> **Given records**
────────────────────

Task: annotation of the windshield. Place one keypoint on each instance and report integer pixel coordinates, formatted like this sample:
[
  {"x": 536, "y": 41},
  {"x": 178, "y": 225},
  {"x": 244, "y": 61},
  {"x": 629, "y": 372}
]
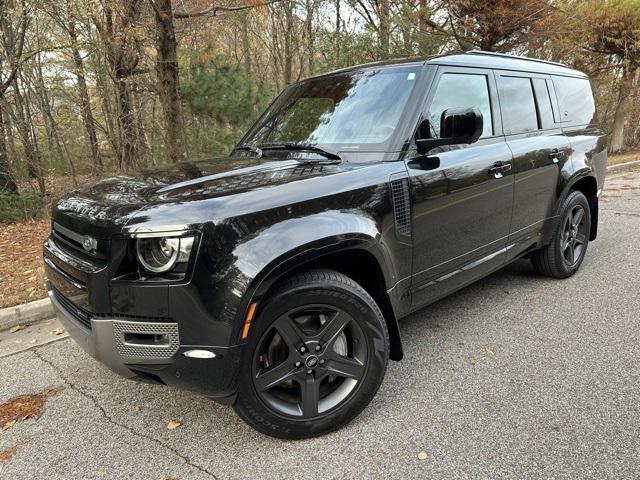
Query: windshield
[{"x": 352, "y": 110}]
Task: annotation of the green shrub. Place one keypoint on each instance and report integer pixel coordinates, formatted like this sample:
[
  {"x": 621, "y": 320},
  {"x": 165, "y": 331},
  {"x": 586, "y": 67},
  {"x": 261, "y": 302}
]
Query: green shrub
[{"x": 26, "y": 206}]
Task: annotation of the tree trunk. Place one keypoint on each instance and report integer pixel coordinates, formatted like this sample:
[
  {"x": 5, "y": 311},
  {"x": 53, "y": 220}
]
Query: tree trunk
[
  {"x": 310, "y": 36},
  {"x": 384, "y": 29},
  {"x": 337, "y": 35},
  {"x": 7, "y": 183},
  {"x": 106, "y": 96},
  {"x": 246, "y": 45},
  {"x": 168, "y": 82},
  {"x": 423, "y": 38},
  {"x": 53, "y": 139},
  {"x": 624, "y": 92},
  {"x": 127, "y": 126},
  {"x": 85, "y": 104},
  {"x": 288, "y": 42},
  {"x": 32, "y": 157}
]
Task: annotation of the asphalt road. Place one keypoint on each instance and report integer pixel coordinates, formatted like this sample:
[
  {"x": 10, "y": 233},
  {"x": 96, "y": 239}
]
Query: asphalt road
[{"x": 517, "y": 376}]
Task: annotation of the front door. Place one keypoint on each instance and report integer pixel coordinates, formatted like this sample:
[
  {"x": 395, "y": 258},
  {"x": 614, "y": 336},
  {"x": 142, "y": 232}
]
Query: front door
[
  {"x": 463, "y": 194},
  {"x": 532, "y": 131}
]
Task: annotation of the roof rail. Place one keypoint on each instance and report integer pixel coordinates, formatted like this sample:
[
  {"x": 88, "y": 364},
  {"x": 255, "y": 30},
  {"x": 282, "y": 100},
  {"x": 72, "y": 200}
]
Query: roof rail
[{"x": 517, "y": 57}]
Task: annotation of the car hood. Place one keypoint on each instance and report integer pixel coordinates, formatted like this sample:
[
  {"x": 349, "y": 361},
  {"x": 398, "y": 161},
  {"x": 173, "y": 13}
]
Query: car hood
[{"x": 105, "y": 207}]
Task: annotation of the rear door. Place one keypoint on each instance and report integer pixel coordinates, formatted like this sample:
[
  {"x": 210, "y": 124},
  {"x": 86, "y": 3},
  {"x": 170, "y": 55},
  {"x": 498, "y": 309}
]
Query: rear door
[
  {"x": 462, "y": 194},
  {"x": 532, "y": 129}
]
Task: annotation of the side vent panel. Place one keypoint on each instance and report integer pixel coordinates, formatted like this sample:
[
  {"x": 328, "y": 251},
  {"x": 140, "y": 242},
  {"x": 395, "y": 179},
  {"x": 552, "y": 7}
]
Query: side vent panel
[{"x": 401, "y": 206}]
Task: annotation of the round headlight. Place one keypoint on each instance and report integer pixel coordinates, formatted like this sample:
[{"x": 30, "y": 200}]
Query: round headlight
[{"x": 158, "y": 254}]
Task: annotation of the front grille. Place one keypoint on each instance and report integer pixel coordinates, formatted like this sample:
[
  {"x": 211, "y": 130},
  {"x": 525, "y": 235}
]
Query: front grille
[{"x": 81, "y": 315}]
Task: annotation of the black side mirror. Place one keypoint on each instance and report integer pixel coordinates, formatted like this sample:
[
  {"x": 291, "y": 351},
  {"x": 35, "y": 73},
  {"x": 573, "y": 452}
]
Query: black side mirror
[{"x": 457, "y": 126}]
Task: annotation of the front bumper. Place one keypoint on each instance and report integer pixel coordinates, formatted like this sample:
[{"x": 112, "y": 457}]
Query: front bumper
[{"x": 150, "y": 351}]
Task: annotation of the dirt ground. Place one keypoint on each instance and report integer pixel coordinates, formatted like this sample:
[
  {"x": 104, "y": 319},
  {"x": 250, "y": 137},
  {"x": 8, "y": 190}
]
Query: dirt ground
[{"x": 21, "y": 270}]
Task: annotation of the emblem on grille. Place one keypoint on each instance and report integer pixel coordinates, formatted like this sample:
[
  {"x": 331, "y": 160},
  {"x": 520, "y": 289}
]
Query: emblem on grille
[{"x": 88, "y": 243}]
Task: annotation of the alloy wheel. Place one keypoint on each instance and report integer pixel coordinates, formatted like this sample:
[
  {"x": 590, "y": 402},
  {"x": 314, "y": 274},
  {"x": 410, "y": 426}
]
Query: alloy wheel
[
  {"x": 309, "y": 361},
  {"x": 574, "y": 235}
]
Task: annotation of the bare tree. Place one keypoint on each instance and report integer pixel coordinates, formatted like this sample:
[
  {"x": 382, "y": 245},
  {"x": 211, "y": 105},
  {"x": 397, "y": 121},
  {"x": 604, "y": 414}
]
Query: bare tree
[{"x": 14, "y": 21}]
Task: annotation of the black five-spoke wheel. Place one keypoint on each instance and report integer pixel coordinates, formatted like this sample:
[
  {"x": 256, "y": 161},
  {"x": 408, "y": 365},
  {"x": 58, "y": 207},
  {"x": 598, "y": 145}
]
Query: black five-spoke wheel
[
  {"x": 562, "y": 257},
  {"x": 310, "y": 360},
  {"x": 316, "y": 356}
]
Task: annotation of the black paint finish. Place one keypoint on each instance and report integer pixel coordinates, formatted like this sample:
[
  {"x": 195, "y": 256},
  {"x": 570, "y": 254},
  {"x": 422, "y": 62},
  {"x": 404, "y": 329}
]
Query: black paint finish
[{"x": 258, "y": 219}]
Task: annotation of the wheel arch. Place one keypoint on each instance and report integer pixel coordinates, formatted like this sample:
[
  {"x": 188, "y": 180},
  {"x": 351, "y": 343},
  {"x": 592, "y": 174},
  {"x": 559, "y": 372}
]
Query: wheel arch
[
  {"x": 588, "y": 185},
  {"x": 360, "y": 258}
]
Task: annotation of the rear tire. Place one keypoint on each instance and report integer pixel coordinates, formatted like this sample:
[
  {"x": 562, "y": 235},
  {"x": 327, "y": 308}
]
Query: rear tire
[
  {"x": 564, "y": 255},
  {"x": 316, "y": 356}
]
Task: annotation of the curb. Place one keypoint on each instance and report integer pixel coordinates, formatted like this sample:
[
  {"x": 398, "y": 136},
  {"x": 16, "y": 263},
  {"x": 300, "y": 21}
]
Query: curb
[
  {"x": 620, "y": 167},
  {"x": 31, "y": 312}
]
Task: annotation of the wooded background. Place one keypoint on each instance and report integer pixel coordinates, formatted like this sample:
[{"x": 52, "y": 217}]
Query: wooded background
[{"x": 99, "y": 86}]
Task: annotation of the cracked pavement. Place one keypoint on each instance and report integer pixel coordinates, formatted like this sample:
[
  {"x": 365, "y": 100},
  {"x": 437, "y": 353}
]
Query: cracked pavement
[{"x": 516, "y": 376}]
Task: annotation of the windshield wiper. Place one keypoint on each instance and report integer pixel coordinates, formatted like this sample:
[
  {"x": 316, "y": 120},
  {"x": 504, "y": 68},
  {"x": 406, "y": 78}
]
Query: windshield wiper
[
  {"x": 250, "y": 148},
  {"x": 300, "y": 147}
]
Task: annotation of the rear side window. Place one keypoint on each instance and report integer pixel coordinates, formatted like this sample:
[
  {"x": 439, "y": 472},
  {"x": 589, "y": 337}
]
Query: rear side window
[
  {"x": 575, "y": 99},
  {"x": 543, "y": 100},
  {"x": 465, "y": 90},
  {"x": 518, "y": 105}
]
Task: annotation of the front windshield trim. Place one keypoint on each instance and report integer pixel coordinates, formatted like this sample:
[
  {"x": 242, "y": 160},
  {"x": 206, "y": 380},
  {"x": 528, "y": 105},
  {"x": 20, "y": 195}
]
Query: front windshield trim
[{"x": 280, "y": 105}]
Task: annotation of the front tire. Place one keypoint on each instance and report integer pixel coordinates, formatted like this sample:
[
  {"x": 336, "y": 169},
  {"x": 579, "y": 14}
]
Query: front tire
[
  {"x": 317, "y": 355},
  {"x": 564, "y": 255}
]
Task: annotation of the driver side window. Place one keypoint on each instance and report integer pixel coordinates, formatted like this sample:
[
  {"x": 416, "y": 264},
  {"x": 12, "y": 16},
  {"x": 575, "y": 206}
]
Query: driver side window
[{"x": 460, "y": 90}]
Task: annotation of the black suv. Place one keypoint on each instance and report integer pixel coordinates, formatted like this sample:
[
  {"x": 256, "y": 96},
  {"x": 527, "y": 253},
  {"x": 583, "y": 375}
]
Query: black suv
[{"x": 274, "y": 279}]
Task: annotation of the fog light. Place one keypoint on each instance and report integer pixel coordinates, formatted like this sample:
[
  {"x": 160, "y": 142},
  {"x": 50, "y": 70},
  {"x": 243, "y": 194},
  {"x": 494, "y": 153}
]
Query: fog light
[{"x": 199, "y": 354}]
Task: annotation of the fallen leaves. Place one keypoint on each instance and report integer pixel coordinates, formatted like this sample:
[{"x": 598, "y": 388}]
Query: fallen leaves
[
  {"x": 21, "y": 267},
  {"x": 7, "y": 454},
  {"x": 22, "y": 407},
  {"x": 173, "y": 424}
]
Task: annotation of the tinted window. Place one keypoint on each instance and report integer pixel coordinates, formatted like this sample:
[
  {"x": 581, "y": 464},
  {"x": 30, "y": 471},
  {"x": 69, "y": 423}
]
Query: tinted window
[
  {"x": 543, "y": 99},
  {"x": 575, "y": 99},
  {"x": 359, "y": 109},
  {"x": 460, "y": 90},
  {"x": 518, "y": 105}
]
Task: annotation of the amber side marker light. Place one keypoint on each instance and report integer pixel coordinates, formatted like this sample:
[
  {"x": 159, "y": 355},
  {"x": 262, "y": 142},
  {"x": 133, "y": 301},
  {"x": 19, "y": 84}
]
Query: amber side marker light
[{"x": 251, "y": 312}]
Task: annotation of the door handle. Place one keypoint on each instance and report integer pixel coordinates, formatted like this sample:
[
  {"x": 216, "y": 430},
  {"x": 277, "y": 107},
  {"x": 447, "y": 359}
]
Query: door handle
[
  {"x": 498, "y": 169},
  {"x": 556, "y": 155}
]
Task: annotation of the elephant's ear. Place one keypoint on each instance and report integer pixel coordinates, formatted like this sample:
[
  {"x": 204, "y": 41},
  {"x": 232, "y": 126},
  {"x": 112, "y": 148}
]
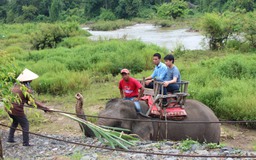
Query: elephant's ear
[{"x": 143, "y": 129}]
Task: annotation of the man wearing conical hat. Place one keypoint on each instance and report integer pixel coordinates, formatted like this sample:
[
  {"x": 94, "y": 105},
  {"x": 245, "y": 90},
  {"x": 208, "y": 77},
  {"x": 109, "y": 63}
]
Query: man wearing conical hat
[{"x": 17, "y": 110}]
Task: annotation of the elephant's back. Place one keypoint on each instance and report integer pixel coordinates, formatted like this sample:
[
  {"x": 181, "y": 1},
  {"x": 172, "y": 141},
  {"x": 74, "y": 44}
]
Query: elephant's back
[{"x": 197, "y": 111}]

────────────────────

> **Exercise objective**
Can you copy out, word for word, every line of the records above, starting with the one holding "Task: annotation of the door" and running through the last line, with both ends included and the pictures left out?

> **Reply**
Task: annotation of the door handle. Place one keypoint on each instance and report integer pixel coordinates, formatted like this sample:
[
  {"x": 216, "y": 430},
  {"x": 277, "y": 107},
  {"x": 447, "y": 359}
]
Query: door handle
[
  {"x": 498, "y": 169},
  {"x": 556, "y": 155}
]
Task: annotation of the elephant's ear. Place one keypoint on each instance and report integer pixel coordinates, formatted like this sample:
[
  {"x": 204, "y": 41},
  {"x": 232, "y": 126},
  {"x": 112, "y": 148}
]
Query: elephant's ear
[{"x": 143, "y": 129}]
Task: annotation of the man wearing conical hat. Place one keypoint on each instance and report integer pixel coordinates, formatted like this sample:
[
  {"x": 94, "y": 105},
  {"x": 245, "y": 90},
  {"x": 208, "y": 77},
  {"x": 109, "y": 63}
]
Query: man wearing conical hat
[{"x": 17, "y": 110}]
Task: annotation of the elephant's back. Place one keypoint on each instance and report integer pixel coordinates, formatted like this sample:
[
  {"x": 181, "y": 1},
  {"x": 172, "y": 141},
  {"x": 74, "y": 44}
]
Query: elephant's back
[{"x": 197, "y": 111}]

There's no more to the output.